_TASK_:
Rewrite all the lines of the data below, requests included, and rescale every coordinate in the answers by a factor of 1.2. Round each result to a whole number, with halves going up.

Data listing
** BEGIN **

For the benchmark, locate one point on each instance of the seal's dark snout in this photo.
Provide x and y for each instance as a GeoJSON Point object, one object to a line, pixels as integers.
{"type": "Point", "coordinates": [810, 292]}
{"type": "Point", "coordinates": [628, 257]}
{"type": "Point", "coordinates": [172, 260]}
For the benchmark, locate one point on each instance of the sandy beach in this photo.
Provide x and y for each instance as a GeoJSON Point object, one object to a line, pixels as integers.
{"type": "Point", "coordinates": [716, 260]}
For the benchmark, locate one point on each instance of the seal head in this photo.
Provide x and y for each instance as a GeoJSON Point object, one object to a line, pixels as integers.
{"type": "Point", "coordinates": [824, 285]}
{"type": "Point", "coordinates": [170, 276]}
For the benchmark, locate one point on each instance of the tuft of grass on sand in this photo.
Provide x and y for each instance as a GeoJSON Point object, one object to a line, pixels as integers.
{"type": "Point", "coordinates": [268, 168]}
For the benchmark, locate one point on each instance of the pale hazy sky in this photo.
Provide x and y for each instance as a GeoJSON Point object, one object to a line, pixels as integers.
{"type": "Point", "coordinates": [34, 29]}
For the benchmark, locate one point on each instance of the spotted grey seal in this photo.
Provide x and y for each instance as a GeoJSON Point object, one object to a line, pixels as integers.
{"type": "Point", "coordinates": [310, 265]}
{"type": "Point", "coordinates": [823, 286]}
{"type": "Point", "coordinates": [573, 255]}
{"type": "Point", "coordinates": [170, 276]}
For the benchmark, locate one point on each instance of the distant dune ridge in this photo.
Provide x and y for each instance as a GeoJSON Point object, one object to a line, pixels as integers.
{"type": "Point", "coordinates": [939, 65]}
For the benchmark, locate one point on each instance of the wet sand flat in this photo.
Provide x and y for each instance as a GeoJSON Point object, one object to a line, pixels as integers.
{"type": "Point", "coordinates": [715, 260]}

** END **

_EXERCISE SOLUTION_:
For the benchmark, locate one point on each instance of the seal's dark snout in this photo.
Provide x and y for each instance as a GeoJSON Point object, one object to a line, pixels as integers.
{"type": "Point", "coordinates": [972, 350]}
{"type": "Point", "coordinates": [754, 308]}
{"type": "Point", "coordinates": [206, 312]}
For the benchmark, locate one point on each instance of the sandy beach in this photo.
Provide x and y for each instance as a GeoJSON Point object, one object to a line, pixels as integers.
{"type": "Point", "coordinates": [859, 312]}
For the benchmark, locate one point on each instance of the seal head in this photo.
Provide x and y for each instance as a GeoJSON Point object, one object to a line, pixels as integers.
{"type": "Point", "coordinates": [989, 342]}
{"type": "Point", "coordinates": [204, 331]}
For the benchmark, locate one point on each instance of the tuft of grass on sand in this photo.
Provide x and y for each instance as a GeoJSON Point object, one object to a line, pixels as integers.
{"type": "Point", "coordinates": [322, 202]}
For the benchmark, locate one point on each instance of the pale hazy sky in this photo.
Provide x and y for each instance as a GeoJSON Point object, one object to a line, pixels as integers.
{"type": "Point", "coordinates": [41, 35]}
For the benchmark, locate one point on each instance of the spotted grey seal in this photo.
Provide x and y for each instance as a GeoJSON Point object, one object to a line, pixels as integers.
{"type": "Point", "coordinates": [372, 318]}
{"type": "Point", "coordinates": [988, 343]}
{"type": "Point", "coordinates": [688, 306]}
{"type": "Point", "coordinates": [204, 331]}
For the benchmark, locate one point on each instance of the distant dune ridge in this photo.
Provide x and y for each instance as a GeoJSON Point object, one object to a line, pixels as integers.
{"type": "Point", "coordinates": [1127, 78]}
For the benchmark, locate one point on each instance of the wet sand flat in this photo.
Provide x and y for each instance as a GeoJSON Point object, one object to a line, pixels as integers.
{"type": "Point", "coordinates": [858, 312]}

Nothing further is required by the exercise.